[start of PROVIDED PASSAGE]

# What can be caught from the beach?



## CMoore (Aug 11, 2010)

I am pretty new to the area/saltwater and will be here for a couple more months. I was wondering what can be caught from the beach, throwing a lure? Especially now, that I have been seeing schools of mullet.

Thanks


----------



## FishHard2009 (Dec 3, 2009)

pompano jig = Pompano, whiting
silver spoon = Ladyfish, spanish macks, bluefish
soft plastic jig = redfish, flounder

ALL FROM THE BEACH.....fun times....


----------



## CMoore (Aug 11, 2010)

Awesome, thank you. Is it better to walk the beach and cover lots of ground making lots of casts? Or better to walk out in the water and cast? Also with all these mullet running around, is there anything close to the beach chasing them, other than what was listed above?


----------



## Cornflake789 (Oct 10, 2008)

yes, the large jack crevalles and king mackerel will run the mullet right up to the beach. They can be caught by a freelined finger mullet, hardtail, or cigar minnow. My favorite method of working the beach is making a few casts then walking down the beach, moving about 15 feet each time. You can also wade out but i have found that most of the time it doesnt make much of a difference unless there is a visible "trough" with in wading range. That "trough" will often times hold pompano, reds, and sharks


----------



## CMoore (Aug 11, 2010)

Thanks for all the tips, now I'm getting way too anxious for the weekend. What exactly are you talking about for free lining? Putting a live mullet on with no weight and letting him swim around? And what is a good way to catch the mullet?

Thanks


----------



## FLbeachbum (Jul 17, 2008)

You cant catch mullet with rod and reel. Mullett are vegetarians they eat algee weeds and other small non meat items. The locals catch mullet with nets. Just use the suggestions above for plenty to catch.


----------



## Catchinem (Dec 19, 2008)

CMoore said:


> Thanks for all the tips, now I'm getting way too anxious for the weekend. What exactly are you talking about for free lining? Putting a live mullet on with no weight and letting him swim around? And what is a good way to catch the mullet?
> 
> Thanks


Get ya a big treble hook with a 1 or 2 ounce weight tied on top and cast into the mullet and snag em.


----------



## jack2 (Mar 19, 2010)

mullet will definately go after a dough ball. open a can of biscuit.
let it sit for a day or two. wad it up on a treble. cast right beside the school. sure catch and be ready for a fight. 20+ lb. test.

[end of PROVIDED PASSAGE]
[start of DATA LINES]

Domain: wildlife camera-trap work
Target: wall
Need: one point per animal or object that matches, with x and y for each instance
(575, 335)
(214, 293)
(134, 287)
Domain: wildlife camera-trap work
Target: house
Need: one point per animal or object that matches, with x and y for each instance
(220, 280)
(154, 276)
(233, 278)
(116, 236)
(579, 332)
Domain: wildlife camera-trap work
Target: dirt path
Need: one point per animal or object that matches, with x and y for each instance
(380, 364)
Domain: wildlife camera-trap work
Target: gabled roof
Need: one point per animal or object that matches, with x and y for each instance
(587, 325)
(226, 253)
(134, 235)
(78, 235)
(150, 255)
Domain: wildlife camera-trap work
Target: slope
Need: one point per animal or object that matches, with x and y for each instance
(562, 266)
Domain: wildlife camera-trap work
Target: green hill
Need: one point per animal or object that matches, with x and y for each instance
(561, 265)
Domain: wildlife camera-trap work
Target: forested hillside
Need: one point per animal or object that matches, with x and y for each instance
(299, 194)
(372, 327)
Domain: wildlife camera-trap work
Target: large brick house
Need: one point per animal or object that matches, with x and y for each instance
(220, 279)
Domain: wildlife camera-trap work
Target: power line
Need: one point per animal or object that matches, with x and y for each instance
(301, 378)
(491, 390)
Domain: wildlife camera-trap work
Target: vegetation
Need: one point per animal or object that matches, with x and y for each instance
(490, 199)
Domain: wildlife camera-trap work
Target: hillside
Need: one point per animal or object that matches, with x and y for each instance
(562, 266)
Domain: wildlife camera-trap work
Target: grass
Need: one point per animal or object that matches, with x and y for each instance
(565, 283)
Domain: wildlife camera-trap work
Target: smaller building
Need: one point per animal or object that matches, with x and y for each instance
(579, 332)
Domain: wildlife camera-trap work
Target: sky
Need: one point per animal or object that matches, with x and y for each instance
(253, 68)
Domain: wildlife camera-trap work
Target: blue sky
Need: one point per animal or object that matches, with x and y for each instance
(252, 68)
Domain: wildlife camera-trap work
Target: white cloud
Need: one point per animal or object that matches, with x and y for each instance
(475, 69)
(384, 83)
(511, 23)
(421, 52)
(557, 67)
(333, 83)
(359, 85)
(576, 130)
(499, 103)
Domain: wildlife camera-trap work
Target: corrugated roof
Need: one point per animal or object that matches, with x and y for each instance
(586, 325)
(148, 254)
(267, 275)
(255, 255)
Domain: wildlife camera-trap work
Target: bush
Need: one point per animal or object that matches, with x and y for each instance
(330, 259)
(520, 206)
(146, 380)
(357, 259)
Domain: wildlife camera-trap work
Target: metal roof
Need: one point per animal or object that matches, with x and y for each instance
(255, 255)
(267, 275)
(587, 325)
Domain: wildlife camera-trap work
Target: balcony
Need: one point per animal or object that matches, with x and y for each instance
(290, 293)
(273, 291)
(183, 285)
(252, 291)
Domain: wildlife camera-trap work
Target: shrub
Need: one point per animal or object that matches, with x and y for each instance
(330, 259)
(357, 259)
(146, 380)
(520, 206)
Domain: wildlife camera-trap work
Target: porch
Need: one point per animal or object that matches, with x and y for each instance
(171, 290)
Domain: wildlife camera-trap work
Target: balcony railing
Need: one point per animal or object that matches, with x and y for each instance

[end of DATA LINES]

LIST OF TASKS:
(a) In the beach fishing thread, list every fish that the reply pairing each lure with its catches names.
(b) In the beach fishing thread, how far does Cornflake789 move down the beach after making a few casts?
(c) Extend the beach fishing thread past its final post.

ANSWERS GIVEN:
(a)
Pompano
Whiting
Ladyfish
Spanish macks
Bluefish
Redfish
Flounder

(b) About 15 feet each time.

(c)
jack


----------



## gbliz (Jan 13, 2011)

are mullet good to eat?? And while i was there i saw people catch catfish and threw them on the beach to die,, was wondering about this practice


----------



## floridah2o (Feb 29, 2008)

Mullet are excellent when fresh. As for the catfish, I don't know of the preferred way for catfish to die, just as long as they do indeed die.


----------



## salt_water_guy (Feb 9, 2008)

gbliz said:


> are mullet good to eat?? And while i was there i saw people catch catfish and threw them on the beach to die,, was wondering about this practice


 I hope they toss em back cuz i dont want to step on a barb


----------



## gbliz (Jan 13, 2011)

Does anyone know what a out of state fishing license cost?? oklahoma city here.. coming the first week in march,,, also wondering what can be caught surf fishing?


----------



## gbliz (Jan 13, 2011)

HELLO to all was wondering about a a good but INEXPENSIVE place for my travel trailer ? campground situation,,, AND I WILL BUY THE BAIT IF SOMEONE WANTS TO GO SURF FISHING WITH ME,,, I AM 60 YRS OLD IF THAT MEANS ANYTHING?????


----------



## BananaTom (Feb 16, 2008)

gbliz said:


> Does anyone know what a out of state fishing license cost?? oklahoma city here.. coming the first week in march,,, also wondering what can be caught surf fishing?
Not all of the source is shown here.